━━ Given records ━━
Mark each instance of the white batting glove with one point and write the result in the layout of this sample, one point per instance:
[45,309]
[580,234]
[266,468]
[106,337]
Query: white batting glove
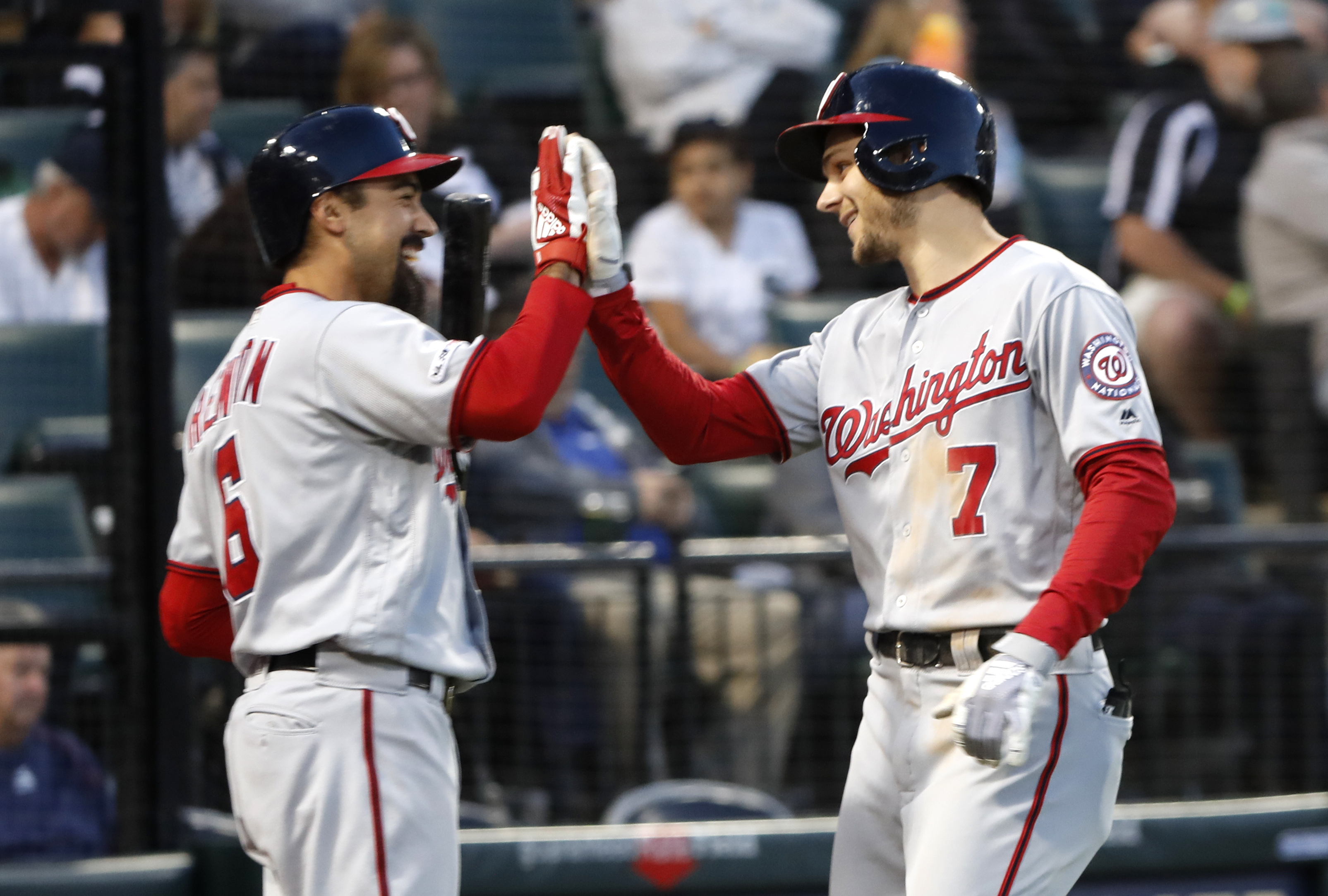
[558,202]
[994,708]
[605,237]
━━━
Exercise description
Write out all the lines above again, requests included, and offset every coordinate in the answers by -76. Leave the pictures out.

Answer to this problem
Mark each instance of the white batting glove with one point and write the result in the layout of this sample, one point per instance:
[45,309]
[580,234]
[266,468]
[106,337]
Query: white batting glove
[482,126]
[918,632]
[529,161]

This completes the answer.